**PROMPT:**
Continue the write-up on trends seen at ICML 2025 from where it stops, picking up after its last sentence.

**STUDY TEXT:**
After a packed week for the Verita AI team at ICML 2025, one thing is clear: we’re entering a new era of AI development. From advances in multimodal models, the field is moving fast and not just in model performance, but in how we train, evaluate, and deploy AI systems. As the conference unfolded, recurring themes began to crystallize.

Multimodal AI Is the Next Frontier for Foundation Model Labs

Single-modality models are no longer sufficient. Leading research labs are rapidly advancing multimodal systems that combine language, vision, audio, and sensor inputs to interpret the world more holistically. Capturing accents, emotions, and natural conversations is critical for audio. These systems will require new architectures and massive, high-quality data that reflect real-world complexity. 

The GPT-1 Era of Physical AI 

Vision-language models are laying the foundation for physical AI, just as GPT-1 did for language. But this shift demands a new kind of training data: not just labeled images, but timestamped, multi-sensor sequences that capture physical cause-and-effect. In robotics, this also means rich supervision such as reward signals, demonstrations, and real-world coaching that go far beyond simple image-text pairs.

Human-Labeled Seeds + Synthetic Scaling Is the New Paradigm

We’re seeing a clear trend: start with high-quality human-labeled data, then scale with synthetic augmentation. Self-training, model-generated labels, and data synthesis are accelerating training while reducing reliance on costly manual annotation. But synthetic data is only as good as the seeds it grows from which makes expert labeling more important than ever.

Safety Evaluations Are Still Lagging

Despite growing model capabilities, safety often remains an afterthought. In-house red teams are becoming essential, not optional. These teams test models for edge cases, misuse risks, and hidden failure modes that standard benchmarks miss. As foundation models become more powerful and more widely deployed, rigorous testing especially in subjective, high-stakes environments will be critical.

**DATA:**
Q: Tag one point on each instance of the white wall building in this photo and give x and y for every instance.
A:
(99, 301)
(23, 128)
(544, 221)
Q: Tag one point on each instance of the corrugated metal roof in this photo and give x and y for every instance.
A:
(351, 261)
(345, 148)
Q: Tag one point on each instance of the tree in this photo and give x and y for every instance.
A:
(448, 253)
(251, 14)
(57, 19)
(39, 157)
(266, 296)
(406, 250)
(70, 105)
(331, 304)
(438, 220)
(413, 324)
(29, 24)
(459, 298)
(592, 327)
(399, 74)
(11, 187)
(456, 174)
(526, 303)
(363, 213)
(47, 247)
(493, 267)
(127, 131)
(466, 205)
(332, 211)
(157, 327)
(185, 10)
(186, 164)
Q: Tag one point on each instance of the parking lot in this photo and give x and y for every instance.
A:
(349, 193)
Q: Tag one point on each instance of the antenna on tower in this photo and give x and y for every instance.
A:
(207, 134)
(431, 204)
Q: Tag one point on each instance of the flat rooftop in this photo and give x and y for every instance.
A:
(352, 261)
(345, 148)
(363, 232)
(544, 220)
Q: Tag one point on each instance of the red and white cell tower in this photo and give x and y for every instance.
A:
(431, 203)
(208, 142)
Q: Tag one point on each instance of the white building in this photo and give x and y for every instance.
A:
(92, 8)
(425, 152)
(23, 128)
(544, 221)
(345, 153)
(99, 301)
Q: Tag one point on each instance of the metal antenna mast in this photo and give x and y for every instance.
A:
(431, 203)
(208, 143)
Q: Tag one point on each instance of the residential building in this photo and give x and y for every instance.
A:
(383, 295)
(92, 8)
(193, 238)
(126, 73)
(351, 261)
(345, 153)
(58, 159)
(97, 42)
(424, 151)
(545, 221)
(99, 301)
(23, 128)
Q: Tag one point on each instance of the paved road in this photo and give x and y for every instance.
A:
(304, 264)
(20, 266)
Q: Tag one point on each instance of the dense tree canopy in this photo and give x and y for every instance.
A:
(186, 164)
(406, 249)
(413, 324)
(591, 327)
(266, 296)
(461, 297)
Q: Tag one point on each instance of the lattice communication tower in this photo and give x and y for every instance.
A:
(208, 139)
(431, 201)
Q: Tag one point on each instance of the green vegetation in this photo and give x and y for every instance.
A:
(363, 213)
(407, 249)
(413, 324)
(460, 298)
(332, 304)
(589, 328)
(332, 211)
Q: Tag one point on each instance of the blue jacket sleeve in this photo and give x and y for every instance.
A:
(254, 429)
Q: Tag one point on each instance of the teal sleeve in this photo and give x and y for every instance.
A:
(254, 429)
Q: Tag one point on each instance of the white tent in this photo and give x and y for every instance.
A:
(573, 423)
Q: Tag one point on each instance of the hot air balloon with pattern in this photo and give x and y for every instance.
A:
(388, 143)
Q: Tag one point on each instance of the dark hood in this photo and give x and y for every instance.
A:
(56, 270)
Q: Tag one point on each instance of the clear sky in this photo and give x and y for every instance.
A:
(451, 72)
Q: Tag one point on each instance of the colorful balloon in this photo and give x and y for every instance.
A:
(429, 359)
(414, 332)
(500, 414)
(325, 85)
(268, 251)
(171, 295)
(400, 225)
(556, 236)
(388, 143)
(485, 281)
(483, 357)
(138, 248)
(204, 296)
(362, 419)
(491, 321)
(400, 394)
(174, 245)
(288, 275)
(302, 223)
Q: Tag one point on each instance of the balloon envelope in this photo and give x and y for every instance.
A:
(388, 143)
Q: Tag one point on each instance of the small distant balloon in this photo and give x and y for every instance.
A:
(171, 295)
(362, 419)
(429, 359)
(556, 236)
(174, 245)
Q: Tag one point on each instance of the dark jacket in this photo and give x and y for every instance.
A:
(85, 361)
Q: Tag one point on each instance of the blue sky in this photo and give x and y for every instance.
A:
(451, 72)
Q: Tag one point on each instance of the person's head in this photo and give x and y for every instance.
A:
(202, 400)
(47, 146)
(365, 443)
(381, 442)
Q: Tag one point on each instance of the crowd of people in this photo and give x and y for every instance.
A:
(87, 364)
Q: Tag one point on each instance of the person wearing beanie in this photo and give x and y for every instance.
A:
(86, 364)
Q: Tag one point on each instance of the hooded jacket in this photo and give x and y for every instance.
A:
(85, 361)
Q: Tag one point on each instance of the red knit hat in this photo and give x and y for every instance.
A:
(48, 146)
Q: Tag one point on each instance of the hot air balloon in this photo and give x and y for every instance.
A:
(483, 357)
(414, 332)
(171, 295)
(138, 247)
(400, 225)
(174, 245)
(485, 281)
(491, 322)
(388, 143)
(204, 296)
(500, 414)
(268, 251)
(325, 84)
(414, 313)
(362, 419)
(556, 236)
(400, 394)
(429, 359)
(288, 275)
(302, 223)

...

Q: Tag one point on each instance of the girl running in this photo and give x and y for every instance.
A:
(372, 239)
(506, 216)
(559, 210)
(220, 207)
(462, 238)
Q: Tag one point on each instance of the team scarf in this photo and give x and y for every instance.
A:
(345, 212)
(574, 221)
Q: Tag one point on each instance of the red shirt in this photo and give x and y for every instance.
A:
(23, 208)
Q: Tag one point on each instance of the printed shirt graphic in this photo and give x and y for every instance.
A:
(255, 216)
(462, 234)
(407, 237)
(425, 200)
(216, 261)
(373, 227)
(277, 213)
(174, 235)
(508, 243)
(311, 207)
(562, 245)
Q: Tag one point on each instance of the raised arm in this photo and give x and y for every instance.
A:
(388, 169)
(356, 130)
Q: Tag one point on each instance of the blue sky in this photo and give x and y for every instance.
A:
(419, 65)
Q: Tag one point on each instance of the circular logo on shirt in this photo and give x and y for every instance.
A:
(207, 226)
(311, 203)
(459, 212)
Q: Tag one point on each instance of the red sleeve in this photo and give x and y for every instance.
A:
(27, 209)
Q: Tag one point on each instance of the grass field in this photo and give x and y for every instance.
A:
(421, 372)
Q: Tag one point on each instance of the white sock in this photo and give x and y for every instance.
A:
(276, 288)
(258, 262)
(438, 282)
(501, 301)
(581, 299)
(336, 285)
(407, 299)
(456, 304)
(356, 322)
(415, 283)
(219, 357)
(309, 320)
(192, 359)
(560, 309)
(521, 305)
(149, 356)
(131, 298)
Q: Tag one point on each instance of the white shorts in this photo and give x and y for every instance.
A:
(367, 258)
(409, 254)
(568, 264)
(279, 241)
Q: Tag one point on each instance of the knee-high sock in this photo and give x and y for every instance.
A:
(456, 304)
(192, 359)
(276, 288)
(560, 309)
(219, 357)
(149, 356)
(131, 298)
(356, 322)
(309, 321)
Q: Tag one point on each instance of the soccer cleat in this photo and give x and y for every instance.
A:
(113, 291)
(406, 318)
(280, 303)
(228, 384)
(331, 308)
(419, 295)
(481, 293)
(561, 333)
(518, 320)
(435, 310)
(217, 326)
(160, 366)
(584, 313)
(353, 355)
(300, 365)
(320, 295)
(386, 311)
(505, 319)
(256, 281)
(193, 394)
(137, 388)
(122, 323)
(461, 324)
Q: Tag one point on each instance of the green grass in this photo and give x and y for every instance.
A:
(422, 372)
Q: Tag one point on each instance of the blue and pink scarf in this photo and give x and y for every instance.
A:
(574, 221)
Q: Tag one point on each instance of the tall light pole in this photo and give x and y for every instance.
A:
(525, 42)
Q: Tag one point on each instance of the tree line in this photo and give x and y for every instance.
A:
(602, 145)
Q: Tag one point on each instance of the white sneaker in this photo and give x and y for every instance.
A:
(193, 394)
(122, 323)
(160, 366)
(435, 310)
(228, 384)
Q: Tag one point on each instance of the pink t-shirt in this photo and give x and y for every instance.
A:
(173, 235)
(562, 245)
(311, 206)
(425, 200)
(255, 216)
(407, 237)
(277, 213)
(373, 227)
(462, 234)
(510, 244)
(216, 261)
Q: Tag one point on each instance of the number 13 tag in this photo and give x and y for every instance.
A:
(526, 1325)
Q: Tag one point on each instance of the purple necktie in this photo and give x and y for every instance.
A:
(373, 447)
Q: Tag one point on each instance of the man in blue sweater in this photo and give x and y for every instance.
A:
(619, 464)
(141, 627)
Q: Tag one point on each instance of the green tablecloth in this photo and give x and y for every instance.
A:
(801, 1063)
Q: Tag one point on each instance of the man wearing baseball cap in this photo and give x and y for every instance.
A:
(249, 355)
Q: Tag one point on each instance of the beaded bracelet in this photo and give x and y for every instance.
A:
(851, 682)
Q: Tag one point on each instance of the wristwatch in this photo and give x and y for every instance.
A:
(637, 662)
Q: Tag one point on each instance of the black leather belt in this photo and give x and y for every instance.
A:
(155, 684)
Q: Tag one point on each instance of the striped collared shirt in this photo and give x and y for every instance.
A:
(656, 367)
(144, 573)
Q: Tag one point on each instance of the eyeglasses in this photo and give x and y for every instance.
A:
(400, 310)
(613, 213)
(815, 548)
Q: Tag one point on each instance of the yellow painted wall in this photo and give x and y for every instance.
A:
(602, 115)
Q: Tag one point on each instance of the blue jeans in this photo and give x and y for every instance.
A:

**REPLY:**
The Future of Pretraining Lies Behind Paywalls

The highest-quality training data is increasingly private, locked behind paywalls, inside exclusive communities, or tucked away in proprietary enterprise systems. This is driving a shift in pretraining strategies toward more curated, high-signal data sources.

Diffusion LLMs Are the Next Architecture Wave

Diffusion models reshaped image generation and now they’re coming for language and multimodal tasks. Early results in long-form planning and complex decision-making are promising. This architectural shift will demand new kinds of evaluation and training feedback, especially as outputs become more compositional and open-ended. 

Foundation Models Are Accelerating Drug Discovery

In biotech, foundation models are transforming how researchers identify and test new molecules. These models can predict properties, refine compounds, and prioritize candidates far faster than traditional methods. It’s a seismic shift that compresses timelines from years to months.

Scaling Laws Extend to World Models

World models are the next frontier: they simulate environments, anticipate interactions, and enable planning. Applying scaling laws to these models shows promise but the challenge is not just scale. It’s how to train effectively from messy, real-world data. Supporting these models will require diverse, structured data from physical interactions and environments. 

Inference, Not Training, Is the Real-World Bottleneck

State of the art models such as OpenAI’s o3‑pro and xAI’s Grok‑Heavy already exist, yet their high latency and cost keep everyday users from experiencing “instant” responses. Until we can serve these large models with sub‑second inference at an affordable price, mainstream adoption will lag behind their potential. In short, accelerating and cheapening inference, rather than building ever‑bigger networks is the next critical hurdle for mass‑market AI. This will open up emerging markets around the globe if they can have readily access to the top models.

ICML 2025 confirmed what we already believed at Verita AI: the future of AI won’t be won by scale alone. It will be shaped by how models understand the real world, adapt to human context, and earn our trust in high-impact domains. That future demands better data, more nuanced evaluations, and structured human input at every step.